Data for this task:

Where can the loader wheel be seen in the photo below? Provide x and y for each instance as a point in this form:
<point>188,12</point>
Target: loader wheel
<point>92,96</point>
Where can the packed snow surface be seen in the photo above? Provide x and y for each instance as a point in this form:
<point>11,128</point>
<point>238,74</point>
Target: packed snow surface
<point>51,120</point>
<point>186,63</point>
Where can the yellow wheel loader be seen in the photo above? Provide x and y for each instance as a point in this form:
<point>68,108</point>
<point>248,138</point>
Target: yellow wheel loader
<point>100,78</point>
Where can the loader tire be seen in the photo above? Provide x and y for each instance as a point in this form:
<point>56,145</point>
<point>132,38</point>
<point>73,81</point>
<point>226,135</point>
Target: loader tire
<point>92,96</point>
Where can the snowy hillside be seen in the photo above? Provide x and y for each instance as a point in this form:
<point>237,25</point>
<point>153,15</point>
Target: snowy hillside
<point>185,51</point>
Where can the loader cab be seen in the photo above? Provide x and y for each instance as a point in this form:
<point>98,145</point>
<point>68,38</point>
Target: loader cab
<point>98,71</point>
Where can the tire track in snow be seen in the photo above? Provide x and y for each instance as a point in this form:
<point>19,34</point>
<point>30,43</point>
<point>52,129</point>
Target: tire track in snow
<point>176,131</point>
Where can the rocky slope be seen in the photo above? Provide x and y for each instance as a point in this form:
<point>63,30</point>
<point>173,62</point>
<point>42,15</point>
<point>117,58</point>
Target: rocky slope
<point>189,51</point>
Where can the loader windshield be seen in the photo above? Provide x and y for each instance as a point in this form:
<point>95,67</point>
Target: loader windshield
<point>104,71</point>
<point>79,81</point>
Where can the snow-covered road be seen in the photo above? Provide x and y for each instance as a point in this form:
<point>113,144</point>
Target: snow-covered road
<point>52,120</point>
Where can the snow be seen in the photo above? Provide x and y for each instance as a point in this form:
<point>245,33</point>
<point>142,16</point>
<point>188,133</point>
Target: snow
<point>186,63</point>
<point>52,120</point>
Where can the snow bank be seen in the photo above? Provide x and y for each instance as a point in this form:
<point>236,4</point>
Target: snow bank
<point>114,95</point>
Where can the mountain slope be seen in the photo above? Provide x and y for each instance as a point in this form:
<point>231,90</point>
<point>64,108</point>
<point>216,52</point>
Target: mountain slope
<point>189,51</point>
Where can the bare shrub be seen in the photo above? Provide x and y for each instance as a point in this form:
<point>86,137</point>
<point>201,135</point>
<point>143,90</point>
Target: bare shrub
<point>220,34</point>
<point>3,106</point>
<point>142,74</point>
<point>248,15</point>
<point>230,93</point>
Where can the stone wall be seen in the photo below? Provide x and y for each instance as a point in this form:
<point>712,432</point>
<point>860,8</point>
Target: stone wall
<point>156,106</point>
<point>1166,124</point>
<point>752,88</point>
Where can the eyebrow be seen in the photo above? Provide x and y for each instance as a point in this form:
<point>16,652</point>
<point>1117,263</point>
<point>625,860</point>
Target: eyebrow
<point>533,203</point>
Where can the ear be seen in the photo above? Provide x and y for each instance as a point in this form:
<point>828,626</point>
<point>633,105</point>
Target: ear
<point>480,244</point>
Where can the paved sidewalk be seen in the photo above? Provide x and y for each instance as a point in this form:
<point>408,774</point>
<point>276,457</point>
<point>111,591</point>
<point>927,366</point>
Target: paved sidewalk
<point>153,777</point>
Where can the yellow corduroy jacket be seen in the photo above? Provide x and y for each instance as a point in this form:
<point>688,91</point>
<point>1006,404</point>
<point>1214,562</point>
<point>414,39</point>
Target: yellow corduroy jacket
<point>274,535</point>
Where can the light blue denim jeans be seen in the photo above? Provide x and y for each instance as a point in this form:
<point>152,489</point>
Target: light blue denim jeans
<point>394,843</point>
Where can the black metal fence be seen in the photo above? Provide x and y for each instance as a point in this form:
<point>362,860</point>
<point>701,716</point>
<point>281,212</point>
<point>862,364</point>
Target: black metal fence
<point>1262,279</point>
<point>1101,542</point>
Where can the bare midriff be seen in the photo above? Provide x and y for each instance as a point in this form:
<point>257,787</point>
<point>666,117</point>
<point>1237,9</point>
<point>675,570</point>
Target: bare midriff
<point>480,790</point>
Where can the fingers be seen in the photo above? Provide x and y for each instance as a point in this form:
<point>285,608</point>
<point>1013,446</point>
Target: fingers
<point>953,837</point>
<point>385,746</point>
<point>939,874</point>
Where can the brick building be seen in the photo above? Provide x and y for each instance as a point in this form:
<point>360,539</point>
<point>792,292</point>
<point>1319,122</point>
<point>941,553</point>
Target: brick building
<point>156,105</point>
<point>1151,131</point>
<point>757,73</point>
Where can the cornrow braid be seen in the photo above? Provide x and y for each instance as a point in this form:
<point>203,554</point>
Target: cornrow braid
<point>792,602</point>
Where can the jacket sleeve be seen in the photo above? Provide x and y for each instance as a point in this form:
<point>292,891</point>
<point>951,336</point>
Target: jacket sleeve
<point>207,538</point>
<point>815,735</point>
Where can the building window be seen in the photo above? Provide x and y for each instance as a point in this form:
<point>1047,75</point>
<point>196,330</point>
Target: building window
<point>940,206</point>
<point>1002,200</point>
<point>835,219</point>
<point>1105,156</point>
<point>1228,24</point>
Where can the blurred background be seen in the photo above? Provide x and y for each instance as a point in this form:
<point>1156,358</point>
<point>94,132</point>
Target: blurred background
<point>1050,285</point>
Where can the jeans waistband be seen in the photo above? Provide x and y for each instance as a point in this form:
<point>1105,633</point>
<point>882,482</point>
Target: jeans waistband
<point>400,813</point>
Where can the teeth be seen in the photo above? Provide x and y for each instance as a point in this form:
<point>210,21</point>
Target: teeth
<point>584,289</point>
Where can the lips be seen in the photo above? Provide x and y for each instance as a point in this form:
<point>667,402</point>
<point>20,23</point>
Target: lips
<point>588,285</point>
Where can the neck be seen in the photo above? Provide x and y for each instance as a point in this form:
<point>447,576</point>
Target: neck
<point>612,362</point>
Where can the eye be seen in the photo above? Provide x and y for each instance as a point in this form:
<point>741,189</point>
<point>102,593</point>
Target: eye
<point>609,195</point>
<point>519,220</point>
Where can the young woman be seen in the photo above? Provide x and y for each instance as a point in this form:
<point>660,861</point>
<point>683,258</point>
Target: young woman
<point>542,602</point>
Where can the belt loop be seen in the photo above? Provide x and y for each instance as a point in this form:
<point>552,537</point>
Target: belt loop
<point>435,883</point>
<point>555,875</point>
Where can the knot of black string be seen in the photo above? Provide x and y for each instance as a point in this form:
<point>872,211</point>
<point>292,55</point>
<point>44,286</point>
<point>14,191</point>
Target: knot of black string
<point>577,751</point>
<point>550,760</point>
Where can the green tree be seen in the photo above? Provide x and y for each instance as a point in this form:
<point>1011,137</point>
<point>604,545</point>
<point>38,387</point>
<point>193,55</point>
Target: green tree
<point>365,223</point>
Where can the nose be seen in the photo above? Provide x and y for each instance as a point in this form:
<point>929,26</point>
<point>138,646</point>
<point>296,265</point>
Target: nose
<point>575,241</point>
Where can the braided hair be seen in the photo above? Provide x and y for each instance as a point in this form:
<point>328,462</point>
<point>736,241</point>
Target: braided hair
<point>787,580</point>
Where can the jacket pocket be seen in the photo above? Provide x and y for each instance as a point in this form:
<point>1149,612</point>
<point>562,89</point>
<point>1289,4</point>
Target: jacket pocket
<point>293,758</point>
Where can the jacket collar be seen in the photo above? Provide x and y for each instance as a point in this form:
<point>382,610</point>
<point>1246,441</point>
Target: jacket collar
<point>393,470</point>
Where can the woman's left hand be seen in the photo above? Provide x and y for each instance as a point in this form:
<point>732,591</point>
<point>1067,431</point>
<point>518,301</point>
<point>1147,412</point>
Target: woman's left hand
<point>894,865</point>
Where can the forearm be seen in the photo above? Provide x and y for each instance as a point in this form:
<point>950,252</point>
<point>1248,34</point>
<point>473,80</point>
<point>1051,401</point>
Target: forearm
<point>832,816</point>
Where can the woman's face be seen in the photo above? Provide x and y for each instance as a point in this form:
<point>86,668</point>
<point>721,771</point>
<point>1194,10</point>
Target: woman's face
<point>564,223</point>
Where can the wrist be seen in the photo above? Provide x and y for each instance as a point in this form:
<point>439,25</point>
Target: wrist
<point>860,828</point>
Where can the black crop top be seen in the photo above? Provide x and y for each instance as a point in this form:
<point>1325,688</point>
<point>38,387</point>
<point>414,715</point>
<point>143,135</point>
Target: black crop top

Do this: Can you arrange the stretch of lines above, from the first one through the line containing "<point>176,131</point>", as a JSON list of strings, one string per line and no blank lines?

Task result:
[
  "Where can the loader wheel be seen in the photo below? Provide x and y for each instance as a point in this form:",
  "<point>188,12</point>",
  "Target: loader wheel",
  "<point>92,96</point>",
  "Where can the packed snow surface be seen in the photo above? Provide x and y for each instance as a point in this form:",
  "<point>11,128</point>",
  "<point>238,74</point>",
  "Target: packed snow surface",
  "<point>51,120</point>",
  "<point>186,63</point>",
  "Where can the yellow wheel loader be seen in the photo above? Provide x and y for each instance as a point in this form:",
  "<point>68,108</point>",
  "<point>248,138</point>",
  "Target: yellow wheel loader",
  "<point>100,78</point>",
  "Where can the loader tire be seen in the photo above? Provide x and y for each instance as a point in this form:",
  "<point>56,145</point>",
  "<point>132,38</point>",
  "<point>73,81</point>",
  "<point>226,135</point>",
  "Target: loader tire",
  "<point>92,96</point>",
  "Where can the snowy hillside be seen in the photo above? Provide x and y for each instance as a point in this form:",
  "<point>237,25</point>",
  "<point>153,15</point>",
  "Target: snowy hillside",
  "<point>185,51</point>",
  "Where can the loader cab be seen in the photo above? Provide x and y for each instance as a point in this form:",
  "<point>98,145</point>",
  "<point>68,38</point>",
  "Target: loader cab",
  "<point>98,71</point>",
  "Where can the tire track in snow be seen in the photo above? Provide x and y for each instance as a point in this form:",
  "<point>19,34</point>",
  "<point>30,43</point>",
  "<point>52,129</point>",
  "Target: tire track in snow",
  "<point>176,131</point>"
]